Copy the records below exactly, leaving out every picture.
** Start Recorded data **
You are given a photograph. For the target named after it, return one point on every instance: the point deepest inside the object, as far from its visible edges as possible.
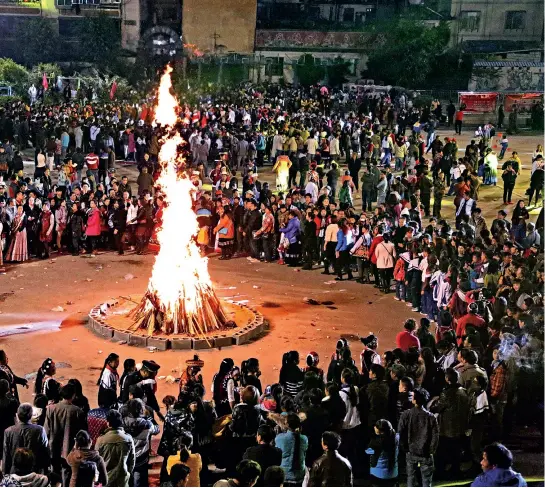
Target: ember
(180, 298)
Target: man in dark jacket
(367, 187)
(331, 469)
(145, 378)
(253, 223)
(419, 436)
(140, 429)
(453, 410)
(426, 185)
(265, 454)
(62, 422)
(376, 396)
(27, 435)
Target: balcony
(76, 7)
(319, 17)
(20, 7)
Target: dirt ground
(30, 331)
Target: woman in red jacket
(226, 231)
(92, 229)
(377, 239)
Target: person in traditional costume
(109, 377)
(226, 232)
(7, 374)
(369, 355)
(47, 224)
(145, 378)
(225, 387)
(46, 384)
(191, 376)
(18, 248)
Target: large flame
(180, 284)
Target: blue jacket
(286, 442)
(499, 477)
(344, 241)
(381, 470)
(292, 230)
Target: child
(399, 276)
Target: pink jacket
(385, 254)
(93, 223)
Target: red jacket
(405, 340)
(468, 319)
(374, 243)
(93, 223)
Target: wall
(492, 20)
(233, 21)
(130, 25)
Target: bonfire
(180, 298)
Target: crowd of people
(461, 378)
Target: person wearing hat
(369, 355)
(145, 379)
(191, 376)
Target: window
(470, 20)
(274, 67)
(515, 19)
(348, 15)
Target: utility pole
(216, 36)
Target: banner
(479, 102)
(524, 101)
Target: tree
(101, 42)
(307, 72)
(13, 74)
(38, 41)
(404, 52)
(338, 71)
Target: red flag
(113, 90)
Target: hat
(370, 341)
(195, 362)
(313, 359)
(150, 365)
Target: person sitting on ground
(248, 473)
(497, 468)
(331, 469)
(23, 474)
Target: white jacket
(352, 417)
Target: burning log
(180, 298)
(154, 317)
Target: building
(65, 16)
(483, 26)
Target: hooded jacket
(77, 456)
(141, 430)
(499, 477)
(117, 449)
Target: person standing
(331, 469)
(419, 436)
(140, 429)
(25, 434)
(81, 455)
(458, 121)
(117, 449)
(63, 420)
(294, 447)
(453, 410)
(12, 379)
(509, 177)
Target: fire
(180, 297)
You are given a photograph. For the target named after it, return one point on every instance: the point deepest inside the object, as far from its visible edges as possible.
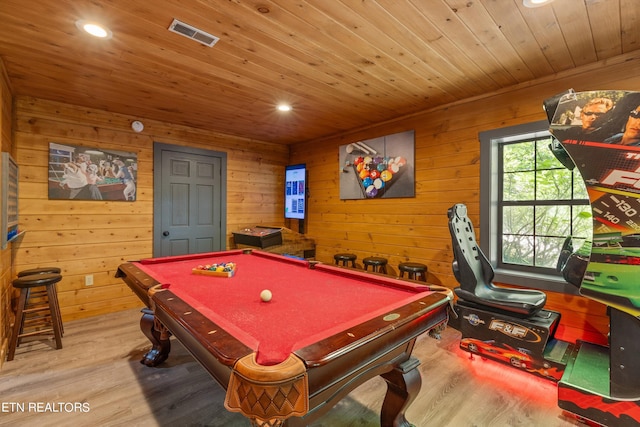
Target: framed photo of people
(82, 173)
(378, 168)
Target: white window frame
(489, 196)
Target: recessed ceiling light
(535, 3)
(94, 29)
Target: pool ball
(401, 161)
(371, 191)
(265, 295)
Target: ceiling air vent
(193, 33)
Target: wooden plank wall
(447, 172)
(6, 145)
(94, 237)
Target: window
(529, 204)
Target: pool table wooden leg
(403, 385)
(159, 335)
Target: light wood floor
(99, 366)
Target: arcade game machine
(597, 383)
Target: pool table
(326, 330)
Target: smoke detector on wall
(193, 33)
(137, 126)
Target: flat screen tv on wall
(295, 191)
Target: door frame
(158, 148)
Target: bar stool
(345, 259)
(45, 270)
(414, 270)
(378, 264)
(36, 315)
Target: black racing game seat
(475, 274)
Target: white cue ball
(265, 295)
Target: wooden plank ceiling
(342, 64)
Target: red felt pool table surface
(308, 305)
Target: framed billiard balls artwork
(83, 173)
(377, 168)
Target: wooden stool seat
** End Recorded data **
• _Exercise answer_:
You are given a photograph. For the target named after it, return one point on every instance: the point deepest inside the object, as far from its visible edges as possible.
Target: ember
(180, 298)
Target: man in dark jacket
(367, 187)
(331, 469)
(145, 378)
(253, 223)
(419, 436)
(140, 429)
(453, 410)
(426, 185)
(265, 454)
(62, 422)
(376, 396)
(27, 435)
Target: balcony
(76, 7)
(319, 17)
(20, 7)
Target: dirt ground
(30, 331)
Target: woman in red jacket
(226, 231)
(92, 229)
(377, 239)
Target: person in traditional costume
(109, 377)
(226, 232)
(7, 374)
(369, 355)
(47, 224)
(145, 378)
(225, 387)
(46, 384)
(191, 376)
(18, 248)
Target: large flame
(180, 284)
Target: blue jacket
(286, 442)
(499, 477)
(344, 241)
(381, 470)
(292, 230)
Target: child
(399, 276)
Target: pink jacket
(385, 254)
(93, 223)
Target: red jacket
(405, 340)
(468, 319)
(374, 243)
(93, 223)
Target: wall
(492, 20)
(233, 21)
(130, 25)
Target: bonfire
(180, 298)
Target: crowd of people
(461, 378)
Target: person wearing hat
(369, 355)
(145, 379)
(191, 376)
Target: window
(470, 20)
(274, 67)
(515, 19)
(348, 15)
Target: utility pole
(216, 36)
Target: banner
(479, 102)
(524, 101)
Target: tree
(101, 42)
(307, 72)
(13, 74)
(38, 41)
(404, 52)
(338, 71)
Target: red flag
(113, 90)
Target: hat
(370, 341)
(195, 362)
(313, 359)
(150, 365)
Target: person sitting on ground
(248, 473)
(497, 468)
(331, 469)
(23, 474)
Target: white jacket
(352, 417)
Target: burning log
(180, 298)
(154, 317)
Target: building
(65, 16)
(483, 26)
Target: hooded jacket
(77, 456)
(141, 430)
(499, 477)
(117, 449)
Target: person standing
(331, 469)
(419, 436)
(140, 429)
(25, 434)
(81, 455)
(458, 121)
(117, 449)
(63, 420)
(294, 447)
(453, 410)
(12, 379)
(509, 177)
Target: fire
(180, 297)
You are given a photograph. For the target named after it, return one point on every instance: the point deepest inside the object, as far from its visible edges as possible.
Target: framed photo of people
(82, 173)
(378, 168)
Target: white window frame
(489, 196)
Target: recessed ceiling light
(535, 3)
(94, 29)
Target: pool ball
(401, 161)
(371, 191)
(265, 295)
Target: ceiling air vent
(193, 33)
Target: wooden plank wall
(447, 172)
(6, 145)
(94, 237)
Target: window
(529, 204)
Target: pool table wooden leg
(403, 385)
(159, 335)
Target: light wood floor
(99, 366)
Target: arcade game machine
(597, 383)
Target: pool table
(326, 330)
Target: smoke detector on wall
(193, 33)
(137, 126)
Target: flat screen tv on wall
(295, 191)
Target: door frame
(158, 148)
Target: bar stool
(345, 259)
(45, 270)
(414, 270)
(378, 264)
(36, 315)
Target: black racing game seat
(475, 274)
Target: white cue ball
(265, 295)
Target: wooden plank ceiling
(342, 64)
Target: red felt pool table surface
(308, 305)
Target: framed billiard balls artwork
(83, 173)
(377, 168)
Target: wooden stool seat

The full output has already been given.